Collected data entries

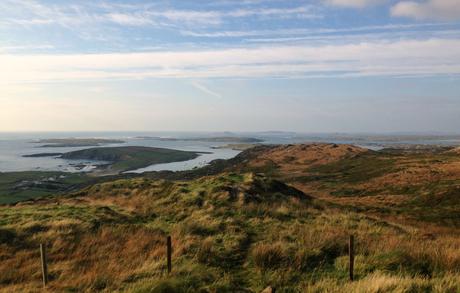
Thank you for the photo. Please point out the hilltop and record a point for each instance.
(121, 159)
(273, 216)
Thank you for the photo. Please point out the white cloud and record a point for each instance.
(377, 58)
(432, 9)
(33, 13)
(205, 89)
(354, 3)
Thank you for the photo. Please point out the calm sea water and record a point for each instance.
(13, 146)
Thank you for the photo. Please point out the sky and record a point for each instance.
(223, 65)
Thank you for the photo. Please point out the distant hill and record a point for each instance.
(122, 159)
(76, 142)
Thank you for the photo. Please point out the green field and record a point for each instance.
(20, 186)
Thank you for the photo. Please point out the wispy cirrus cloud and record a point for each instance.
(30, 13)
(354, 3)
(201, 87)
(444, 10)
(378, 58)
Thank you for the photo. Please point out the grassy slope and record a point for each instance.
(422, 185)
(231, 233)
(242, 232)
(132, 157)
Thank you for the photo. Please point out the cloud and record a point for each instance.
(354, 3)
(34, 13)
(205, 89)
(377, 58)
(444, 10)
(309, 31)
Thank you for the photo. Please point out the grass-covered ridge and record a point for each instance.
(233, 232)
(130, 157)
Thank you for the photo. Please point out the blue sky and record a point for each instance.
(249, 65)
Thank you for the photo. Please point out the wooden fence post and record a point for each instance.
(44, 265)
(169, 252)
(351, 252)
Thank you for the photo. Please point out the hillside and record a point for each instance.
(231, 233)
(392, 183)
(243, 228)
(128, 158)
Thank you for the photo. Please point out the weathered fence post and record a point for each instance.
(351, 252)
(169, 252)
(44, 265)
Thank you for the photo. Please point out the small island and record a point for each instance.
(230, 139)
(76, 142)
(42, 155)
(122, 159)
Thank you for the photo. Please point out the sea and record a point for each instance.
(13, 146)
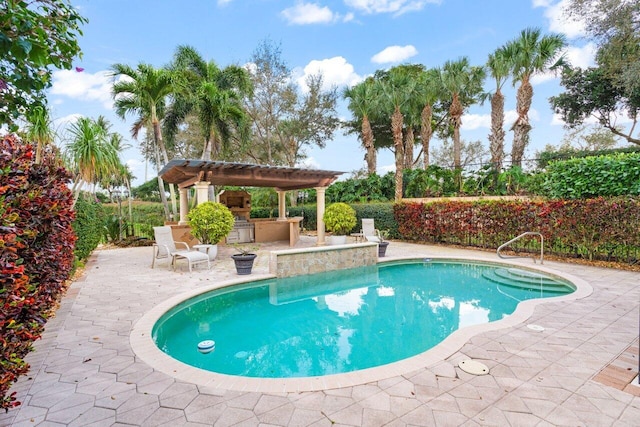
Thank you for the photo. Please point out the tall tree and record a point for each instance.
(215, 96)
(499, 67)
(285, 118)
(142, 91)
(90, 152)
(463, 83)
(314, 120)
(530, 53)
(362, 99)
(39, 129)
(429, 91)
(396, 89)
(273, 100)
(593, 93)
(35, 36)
==
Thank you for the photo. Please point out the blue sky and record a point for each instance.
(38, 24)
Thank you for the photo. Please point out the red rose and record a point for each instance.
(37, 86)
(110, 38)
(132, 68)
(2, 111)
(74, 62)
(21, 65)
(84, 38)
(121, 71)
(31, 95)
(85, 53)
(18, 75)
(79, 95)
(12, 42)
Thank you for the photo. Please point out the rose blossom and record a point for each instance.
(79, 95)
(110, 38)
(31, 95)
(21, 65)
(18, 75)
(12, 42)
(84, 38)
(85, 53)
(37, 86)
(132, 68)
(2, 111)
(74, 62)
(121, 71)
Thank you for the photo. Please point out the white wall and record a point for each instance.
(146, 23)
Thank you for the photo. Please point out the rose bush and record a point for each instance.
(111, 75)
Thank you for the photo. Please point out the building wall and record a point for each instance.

▸ **Brief**:
Would you copy, unchanged, the stretch of the records above that begins at the line containing "Thank you for the photo. Please point out the rose bush" and ends at the line containing "Thank you for the photo. Please point out the building", and only that?

▸ **Exercise response**:
Thank you for the photo. Please point out the rose bush and record a point for each instance.
(111, 75)
Thank you for the photo. Please point out the building wall and record a point for each instance.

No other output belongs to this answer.